───── DATA SUPPLIED ─────
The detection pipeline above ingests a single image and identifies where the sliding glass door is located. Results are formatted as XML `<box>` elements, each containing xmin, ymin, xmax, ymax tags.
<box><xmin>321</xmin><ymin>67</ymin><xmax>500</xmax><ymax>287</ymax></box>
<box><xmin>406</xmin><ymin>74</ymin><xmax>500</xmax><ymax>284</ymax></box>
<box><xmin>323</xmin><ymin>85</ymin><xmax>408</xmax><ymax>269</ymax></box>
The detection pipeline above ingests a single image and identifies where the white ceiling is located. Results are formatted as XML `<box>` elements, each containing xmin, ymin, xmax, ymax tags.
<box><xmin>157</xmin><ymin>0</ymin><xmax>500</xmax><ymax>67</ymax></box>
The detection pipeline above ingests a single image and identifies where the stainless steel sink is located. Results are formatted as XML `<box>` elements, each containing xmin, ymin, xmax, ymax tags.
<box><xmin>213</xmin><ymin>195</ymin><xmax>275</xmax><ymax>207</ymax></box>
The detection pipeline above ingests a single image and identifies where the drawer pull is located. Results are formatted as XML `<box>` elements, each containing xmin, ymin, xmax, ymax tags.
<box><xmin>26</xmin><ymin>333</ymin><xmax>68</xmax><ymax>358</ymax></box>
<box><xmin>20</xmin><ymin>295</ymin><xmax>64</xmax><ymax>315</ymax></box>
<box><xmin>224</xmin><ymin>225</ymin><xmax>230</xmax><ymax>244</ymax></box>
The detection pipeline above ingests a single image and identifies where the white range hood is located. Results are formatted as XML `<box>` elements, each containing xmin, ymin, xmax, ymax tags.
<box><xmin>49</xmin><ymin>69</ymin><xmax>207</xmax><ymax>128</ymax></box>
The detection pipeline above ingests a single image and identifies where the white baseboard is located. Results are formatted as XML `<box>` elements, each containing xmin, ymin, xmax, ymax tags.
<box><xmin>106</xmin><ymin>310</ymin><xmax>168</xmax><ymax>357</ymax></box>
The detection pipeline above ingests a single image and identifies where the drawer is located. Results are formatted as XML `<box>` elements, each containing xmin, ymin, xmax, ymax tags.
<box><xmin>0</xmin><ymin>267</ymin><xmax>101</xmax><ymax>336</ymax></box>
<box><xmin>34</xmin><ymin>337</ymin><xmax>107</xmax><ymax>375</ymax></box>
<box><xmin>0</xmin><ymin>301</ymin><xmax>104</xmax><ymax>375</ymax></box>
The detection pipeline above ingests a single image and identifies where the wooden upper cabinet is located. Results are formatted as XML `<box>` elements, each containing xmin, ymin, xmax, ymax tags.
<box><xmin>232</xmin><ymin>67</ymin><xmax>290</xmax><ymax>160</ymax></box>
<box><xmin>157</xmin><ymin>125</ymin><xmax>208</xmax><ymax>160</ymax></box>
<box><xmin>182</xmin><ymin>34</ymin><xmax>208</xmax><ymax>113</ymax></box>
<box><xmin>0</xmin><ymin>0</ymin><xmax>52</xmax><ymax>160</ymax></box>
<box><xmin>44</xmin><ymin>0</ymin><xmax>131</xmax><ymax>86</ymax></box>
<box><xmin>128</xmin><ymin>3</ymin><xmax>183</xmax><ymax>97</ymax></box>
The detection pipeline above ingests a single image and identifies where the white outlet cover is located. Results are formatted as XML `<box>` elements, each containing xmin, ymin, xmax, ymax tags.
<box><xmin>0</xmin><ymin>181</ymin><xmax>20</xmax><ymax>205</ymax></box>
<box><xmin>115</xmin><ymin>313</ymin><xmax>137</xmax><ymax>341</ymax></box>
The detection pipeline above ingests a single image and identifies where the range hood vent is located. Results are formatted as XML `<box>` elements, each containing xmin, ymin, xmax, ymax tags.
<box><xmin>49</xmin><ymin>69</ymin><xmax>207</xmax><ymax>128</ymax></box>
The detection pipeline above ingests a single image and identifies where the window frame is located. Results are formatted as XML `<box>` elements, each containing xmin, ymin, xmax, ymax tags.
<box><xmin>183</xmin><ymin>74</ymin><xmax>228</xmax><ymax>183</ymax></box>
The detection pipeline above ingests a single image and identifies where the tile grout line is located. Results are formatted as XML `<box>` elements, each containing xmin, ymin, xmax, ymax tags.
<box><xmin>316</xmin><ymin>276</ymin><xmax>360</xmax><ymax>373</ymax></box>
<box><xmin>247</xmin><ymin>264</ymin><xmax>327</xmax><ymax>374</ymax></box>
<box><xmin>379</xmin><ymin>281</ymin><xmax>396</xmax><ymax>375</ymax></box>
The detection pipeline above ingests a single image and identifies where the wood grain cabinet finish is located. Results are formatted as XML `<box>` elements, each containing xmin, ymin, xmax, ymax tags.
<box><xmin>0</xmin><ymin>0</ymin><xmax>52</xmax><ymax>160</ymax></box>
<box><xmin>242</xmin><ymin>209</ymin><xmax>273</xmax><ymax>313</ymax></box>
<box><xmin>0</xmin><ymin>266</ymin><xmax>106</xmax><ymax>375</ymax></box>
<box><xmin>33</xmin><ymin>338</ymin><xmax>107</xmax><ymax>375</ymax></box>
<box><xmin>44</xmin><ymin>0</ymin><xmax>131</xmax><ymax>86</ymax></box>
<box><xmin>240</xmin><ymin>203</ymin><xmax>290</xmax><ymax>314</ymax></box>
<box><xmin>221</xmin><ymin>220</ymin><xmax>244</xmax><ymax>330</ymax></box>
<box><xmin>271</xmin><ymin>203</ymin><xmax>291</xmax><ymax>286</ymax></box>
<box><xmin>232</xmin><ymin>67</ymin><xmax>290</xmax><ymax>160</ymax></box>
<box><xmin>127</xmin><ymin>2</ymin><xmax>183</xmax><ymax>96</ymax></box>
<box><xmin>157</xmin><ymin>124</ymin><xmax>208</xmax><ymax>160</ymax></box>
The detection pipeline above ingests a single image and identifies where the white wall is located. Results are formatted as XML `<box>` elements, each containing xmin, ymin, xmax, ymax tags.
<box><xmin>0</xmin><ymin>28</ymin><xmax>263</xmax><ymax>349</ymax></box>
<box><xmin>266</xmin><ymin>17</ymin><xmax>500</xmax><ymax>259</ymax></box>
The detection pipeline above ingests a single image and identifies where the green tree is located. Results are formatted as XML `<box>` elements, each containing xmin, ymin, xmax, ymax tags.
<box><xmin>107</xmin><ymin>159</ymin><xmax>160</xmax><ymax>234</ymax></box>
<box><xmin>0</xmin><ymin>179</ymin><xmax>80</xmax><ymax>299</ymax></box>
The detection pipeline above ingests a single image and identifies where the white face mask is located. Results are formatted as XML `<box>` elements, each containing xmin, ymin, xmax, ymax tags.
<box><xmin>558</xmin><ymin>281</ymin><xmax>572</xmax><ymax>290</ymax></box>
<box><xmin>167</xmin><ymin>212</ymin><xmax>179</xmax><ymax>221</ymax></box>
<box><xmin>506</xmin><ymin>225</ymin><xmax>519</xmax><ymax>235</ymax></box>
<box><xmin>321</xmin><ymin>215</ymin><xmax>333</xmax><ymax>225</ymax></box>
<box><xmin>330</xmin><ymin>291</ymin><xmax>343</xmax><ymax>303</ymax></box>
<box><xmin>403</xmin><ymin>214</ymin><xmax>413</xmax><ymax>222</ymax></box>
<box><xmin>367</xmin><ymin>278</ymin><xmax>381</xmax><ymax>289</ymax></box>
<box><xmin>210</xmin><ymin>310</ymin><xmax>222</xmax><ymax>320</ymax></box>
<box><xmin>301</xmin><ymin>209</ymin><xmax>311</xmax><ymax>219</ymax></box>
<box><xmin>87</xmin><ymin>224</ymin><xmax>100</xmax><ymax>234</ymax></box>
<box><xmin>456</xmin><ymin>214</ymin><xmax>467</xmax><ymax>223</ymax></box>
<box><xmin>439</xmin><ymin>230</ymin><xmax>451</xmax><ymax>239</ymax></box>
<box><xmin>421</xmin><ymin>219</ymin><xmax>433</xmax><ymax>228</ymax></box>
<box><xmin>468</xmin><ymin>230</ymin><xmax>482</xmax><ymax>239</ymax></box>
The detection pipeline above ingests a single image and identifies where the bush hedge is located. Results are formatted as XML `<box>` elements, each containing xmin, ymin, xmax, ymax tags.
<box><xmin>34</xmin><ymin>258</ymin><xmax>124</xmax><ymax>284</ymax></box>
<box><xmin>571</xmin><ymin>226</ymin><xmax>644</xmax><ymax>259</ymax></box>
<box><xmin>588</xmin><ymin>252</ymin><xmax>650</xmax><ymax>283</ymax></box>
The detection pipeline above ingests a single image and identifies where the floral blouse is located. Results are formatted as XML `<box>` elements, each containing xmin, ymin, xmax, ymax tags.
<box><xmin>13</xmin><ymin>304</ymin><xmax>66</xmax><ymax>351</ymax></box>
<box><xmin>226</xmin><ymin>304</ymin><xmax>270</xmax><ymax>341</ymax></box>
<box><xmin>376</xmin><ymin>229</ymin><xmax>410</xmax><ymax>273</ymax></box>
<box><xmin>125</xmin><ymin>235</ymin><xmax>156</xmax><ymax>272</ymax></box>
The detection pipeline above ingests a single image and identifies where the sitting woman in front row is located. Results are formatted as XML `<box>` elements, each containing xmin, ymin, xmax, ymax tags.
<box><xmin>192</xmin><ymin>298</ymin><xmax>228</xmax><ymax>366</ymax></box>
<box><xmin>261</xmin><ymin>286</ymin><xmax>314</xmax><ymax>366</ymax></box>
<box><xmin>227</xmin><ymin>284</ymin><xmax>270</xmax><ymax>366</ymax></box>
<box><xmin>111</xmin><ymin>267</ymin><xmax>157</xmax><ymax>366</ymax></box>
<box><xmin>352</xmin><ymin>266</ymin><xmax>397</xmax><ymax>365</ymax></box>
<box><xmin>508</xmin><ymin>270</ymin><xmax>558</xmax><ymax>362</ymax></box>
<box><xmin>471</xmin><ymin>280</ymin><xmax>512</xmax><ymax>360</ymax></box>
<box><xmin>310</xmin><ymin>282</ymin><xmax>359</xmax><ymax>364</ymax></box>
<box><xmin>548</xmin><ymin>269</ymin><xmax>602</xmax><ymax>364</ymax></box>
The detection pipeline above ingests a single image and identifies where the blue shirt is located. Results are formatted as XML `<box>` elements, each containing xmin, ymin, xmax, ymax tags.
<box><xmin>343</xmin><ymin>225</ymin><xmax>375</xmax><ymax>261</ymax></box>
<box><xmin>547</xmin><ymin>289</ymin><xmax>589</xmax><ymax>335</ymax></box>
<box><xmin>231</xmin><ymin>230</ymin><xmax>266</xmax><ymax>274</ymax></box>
─────
Repeat exactly the lines from the one containing "where the blue" through the last line of the records above, both included, and nothing else.

→ **ANSWER TO THE PROBLEM**
The detection pipeline above ingests a single image and identifies where the blue shirt is located. Results are formatted as XML `<box>` elements, each containing xmin, ymin, xmax, ymax tags.
<box><xmin>343</xmin><ymin>225</ymin><xmax>375</xmax><ymax>261</ymax></box>
<box><xmin>547</xmin><ymin>289</ymin><xmax>589</xmax><ymax>335</ymax></box>
<box><xmin>231</xmin><ymin>230</ymin><xmax>266</xmax><ymax>274</ymax></box>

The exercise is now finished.